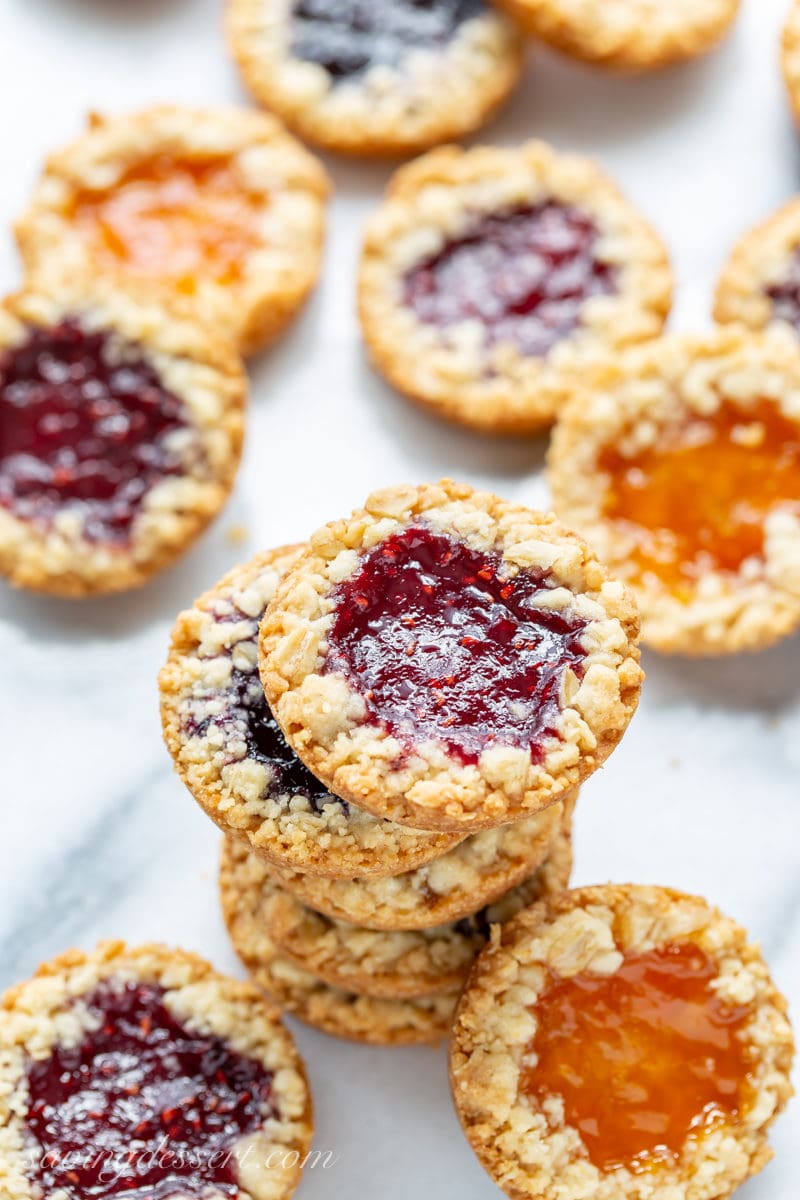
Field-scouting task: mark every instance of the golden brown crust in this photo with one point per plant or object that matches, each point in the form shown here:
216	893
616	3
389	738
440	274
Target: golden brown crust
288	184
495	389
627	402
205	375
433	95
325	720
626	35
44	1011
535	1152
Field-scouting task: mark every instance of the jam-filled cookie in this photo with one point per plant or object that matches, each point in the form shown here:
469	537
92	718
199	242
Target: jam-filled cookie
336	1011
384	78
120	437
236	763
680	463
220	210
475	874
395	964
143	1072
626	35
621	1043
488	275
450	660
759	286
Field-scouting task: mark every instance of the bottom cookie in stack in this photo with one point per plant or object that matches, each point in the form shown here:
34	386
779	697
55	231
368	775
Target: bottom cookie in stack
386	987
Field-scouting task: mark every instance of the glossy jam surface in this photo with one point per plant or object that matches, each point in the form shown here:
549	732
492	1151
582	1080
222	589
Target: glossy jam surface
143	1108
523	274
83	426
698	499
441	646
347	37
643	1059
172	220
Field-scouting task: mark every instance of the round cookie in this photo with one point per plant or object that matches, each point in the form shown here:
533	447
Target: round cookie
620	1043
489	275
217	209
234	759
388	78
716	419
120	436
394	965
108	1057
626	35
344	1014
450	660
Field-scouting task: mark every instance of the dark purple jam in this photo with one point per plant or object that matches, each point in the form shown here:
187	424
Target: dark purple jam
143	1108
84	429
444	647
524	274
347	37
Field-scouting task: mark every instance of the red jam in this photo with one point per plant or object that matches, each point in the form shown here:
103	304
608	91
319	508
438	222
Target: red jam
443	646
644	1059
83	426
143	1108
524	274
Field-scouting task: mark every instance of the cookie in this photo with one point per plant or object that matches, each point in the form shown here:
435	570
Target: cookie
475	874
488	276
450	660
344	1014
759	285
386	78
220	210
145	1069
620	1043
120	436
234	759
626	35
400	964
715	419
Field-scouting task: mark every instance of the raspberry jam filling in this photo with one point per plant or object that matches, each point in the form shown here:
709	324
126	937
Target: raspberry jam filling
347	37
524	275
143	1108
444	647
173	220
84	426
698	501
643	1060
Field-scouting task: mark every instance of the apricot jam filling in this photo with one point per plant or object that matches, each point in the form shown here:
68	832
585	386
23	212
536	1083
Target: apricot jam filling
443	645
644	1059
175	220
698	501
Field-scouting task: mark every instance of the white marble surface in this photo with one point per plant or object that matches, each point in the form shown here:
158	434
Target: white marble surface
98	839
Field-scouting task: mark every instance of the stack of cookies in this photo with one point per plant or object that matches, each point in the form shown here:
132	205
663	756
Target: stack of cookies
391	724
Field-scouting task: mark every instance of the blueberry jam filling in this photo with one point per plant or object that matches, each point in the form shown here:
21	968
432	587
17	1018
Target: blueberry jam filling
143	1108
524	274
443	646
347	37
84	426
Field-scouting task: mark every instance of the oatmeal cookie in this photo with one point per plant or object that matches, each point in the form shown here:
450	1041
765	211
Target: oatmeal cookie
489	275
220	210
450	660
626	35
621	1043
234	759
391	77
120	436
107	1056
680	463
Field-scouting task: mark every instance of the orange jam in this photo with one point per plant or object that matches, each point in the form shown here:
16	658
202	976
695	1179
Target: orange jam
643	1059
697	502
178	221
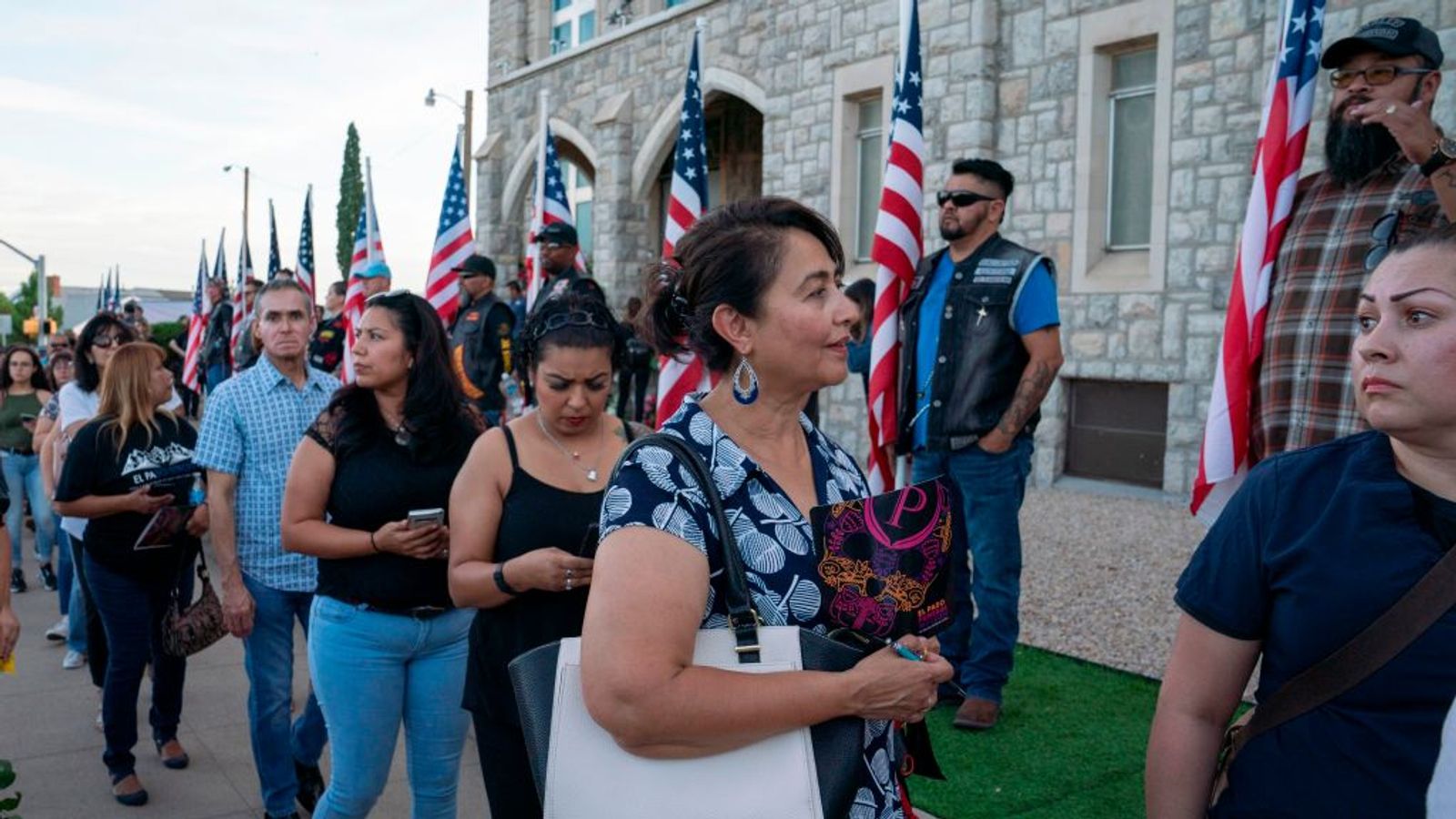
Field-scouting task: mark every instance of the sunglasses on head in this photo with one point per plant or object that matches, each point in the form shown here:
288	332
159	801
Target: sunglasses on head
389	295
1375	75
575	318
1382	238
961	198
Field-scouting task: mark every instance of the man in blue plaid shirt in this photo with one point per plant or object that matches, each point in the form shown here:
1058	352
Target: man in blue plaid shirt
251	426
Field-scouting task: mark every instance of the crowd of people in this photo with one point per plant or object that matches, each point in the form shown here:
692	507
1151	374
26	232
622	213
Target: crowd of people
465	499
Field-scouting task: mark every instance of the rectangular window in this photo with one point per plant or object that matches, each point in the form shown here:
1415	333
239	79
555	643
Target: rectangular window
870	143
572	22
580	196
1117	431
1130	150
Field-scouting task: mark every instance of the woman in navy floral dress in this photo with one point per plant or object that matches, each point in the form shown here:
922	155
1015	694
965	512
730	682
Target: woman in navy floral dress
759	295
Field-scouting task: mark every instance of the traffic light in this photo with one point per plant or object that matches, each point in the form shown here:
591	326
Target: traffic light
31	325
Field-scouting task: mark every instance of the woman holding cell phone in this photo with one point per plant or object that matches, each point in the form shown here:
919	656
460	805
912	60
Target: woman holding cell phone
366	496
526	508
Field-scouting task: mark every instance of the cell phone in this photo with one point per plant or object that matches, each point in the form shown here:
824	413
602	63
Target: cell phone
589	542
421	518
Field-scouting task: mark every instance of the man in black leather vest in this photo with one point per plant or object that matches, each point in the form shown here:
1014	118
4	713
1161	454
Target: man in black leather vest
980	350
480	337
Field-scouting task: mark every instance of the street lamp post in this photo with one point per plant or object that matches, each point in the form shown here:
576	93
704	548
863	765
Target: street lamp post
43	293
247	171
466	149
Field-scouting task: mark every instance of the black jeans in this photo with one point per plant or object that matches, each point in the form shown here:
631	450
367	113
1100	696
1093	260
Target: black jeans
133	610
632	382
506	770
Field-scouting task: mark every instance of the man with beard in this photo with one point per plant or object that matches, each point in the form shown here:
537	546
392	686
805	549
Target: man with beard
982	349
1390	177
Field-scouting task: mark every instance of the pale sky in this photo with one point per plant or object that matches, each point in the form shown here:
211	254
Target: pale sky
116	120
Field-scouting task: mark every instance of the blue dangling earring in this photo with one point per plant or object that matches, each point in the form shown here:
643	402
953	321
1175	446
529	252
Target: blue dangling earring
742	394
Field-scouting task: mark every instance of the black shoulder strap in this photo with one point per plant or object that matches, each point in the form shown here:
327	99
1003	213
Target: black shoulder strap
1431	596
742	615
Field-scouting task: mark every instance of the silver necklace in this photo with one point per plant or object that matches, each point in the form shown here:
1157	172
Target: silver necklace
571	453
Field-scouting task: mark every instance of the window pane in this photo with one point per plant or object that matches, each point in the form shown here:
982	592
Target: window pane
1135	69
871	116
584	228
1130	179
871	167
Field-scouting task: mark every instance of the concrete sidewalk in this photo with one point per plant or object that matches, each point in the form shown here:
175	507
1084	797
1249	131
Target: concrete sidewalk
48	732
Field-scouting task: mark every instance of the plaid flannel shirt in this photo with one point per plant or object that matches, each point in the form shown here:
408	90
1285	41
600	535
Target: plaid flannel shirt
1303	395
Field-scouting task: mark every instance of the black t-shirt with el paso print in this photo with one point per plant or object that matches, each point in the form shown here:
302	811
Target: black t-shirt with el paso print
160	460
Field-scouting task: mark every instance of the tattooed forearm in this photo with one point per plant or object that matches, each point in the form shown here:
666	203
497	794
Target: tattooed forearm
1036	382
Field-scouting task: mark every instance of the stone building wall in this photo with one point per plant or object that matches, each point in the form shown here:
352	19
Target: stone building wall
1002	80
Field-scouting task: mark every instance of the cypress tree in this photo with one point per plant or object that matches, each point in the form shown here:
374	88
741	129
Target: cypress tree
351	198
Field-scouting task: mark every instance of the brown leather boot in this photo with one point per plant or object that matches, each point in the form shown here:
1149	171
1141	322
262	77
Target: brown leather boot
977	714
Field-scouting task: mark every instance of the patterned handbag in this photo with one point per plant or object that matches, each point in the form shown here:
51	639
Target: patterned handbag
189	629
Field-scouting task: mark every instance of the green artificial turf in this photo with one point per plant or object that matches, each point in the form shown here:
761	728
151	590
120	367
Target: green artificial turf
1069	745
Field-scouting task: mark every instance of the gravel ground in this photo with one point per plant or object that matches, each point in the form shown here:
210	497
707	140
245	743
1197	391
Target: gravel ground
1098	576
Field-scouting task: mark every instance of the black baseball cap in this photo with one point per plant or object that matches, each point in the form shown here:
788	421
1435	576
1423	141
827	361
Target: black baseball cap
477	266
1398	36
558	232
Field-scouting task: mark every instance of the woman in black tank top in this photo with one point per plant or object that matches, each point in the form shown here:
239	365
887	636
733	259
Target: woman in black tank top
523	525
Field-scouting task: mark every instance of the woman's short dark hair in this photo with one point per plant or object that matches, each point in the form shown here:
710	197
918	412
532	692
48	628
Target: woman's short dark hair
436	414
730	257
572	319
38	379
87	376
863	292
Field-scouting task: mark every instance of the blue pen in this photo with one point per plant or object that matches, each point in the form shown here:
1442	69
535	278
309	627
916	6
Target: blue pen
900	649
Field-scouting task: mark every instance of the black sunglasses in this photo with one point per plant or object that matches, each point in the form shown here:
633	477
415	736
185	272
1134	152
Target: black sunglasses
1382	238
961	198
575	318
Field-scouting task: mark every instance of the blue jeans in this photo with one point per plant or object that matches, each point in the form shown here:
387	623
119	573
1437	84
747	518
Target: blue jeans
278	739
985	589
131	612
69	591
371	672
22	475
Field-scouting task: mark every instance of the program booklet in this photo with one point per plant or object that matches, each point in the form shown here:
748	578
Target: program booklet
887	559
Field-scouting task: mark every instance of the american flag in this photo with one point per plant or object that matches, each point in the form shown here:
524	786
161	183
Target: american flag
369	249
897	247
274	259
305	274
550	206
453	244
688	200
197	325
1283	131
245	271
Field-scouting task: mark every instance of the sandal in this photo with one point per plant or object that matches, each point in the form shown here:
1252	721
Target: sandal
130	799
178	760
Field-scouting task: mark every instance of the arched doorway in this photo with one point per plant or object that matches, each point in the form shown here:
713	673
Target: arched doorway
734	136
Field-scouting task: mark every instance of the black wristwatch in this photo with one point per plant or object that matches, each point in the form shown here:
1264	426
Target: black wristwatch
500	581
1441	155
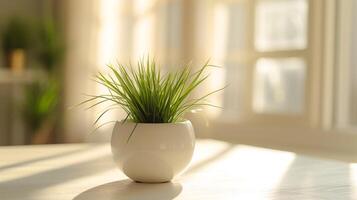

◆ **Exercise instructions**:
Starting with the line that holds "Target: american flag", reproduce exactly each line up to and including the last line of the material above, and drop the pictures.

◆ **Exercise output**:
Target: american flag
369	249
897	247
274	259
305	274
550	206
453	244
688	200
197	325
1283	131
245	271
Field-scouting task: mark every instance of the sandal in this photo with one point per plant or object that matches, each point in the form shown here:
1252	721
Target: sandal
130	799
178	760
Field-scouting task: mark every instance of the arched doorway in this photo with one point per plant or object that matches, each point in the form shown here:
713	673
Target: arched doorway
734	136
Field-scouting task: mark every instance of the black wristwatch in this photo with one point per plant or object that matches, each point in the form shown here:
1264	426
Target: black wristwatch
500	581
1441	155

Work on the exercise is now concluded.